• Task statement: Copy the part of the items below that opens with the line containing "Report one point per instance of the green" and closes with the line containing "[(167, 167), (158, 144), (177, 167)]", both lines included, reproducing it verbatim.
________________________
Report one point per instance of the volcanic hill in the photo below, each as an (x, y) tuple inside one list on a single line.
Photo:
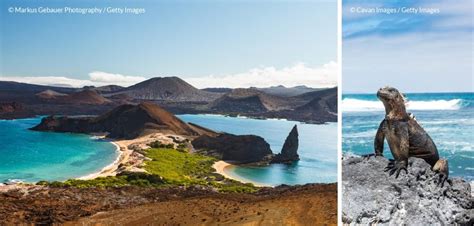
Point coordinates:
[(167, 89), (126, 121)]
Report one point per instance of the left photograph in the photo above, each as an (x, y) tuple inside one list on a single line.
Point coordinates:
[(168, 113)]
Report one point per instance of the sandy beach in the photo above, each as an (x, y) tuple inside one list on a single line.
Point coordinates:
[(111, 169), (220, 167)]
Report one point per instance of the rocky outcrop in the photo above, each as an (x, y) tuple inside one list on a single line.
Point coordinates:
[(235, 148), (289, 152), (126, 121), (371, 196), (13, 110), (10, 107)]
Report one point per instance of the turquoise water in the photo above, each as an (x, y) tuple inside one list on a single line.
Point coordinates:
[(32, 156), (447, 117), (317, 149)]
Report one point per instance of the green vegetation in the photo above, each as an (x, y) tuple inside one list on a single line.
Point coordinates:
[(167, 167), (158, 144), (177, 167)]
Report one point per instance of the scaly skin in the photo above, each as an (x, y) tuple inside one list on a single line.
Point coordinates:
[(405, 137)]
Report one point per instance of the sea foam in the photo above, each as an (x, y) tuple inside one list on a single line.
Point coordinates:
[(351, 104)]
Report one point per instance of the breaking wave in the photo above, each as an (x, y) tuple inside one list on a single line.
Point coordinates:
[(351, 104)]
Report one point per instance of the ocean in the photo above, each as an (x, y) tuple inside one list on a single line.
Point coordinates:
[(317, 149), (31, 156), (447, 117)]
________________________
• Task response:
Report one point per instance of the green vegetation in the photo above, each as an (x, y) tuple inside one list on a single line.
Point coordinates:
[(167, 167), (158, 144), (177, 167)]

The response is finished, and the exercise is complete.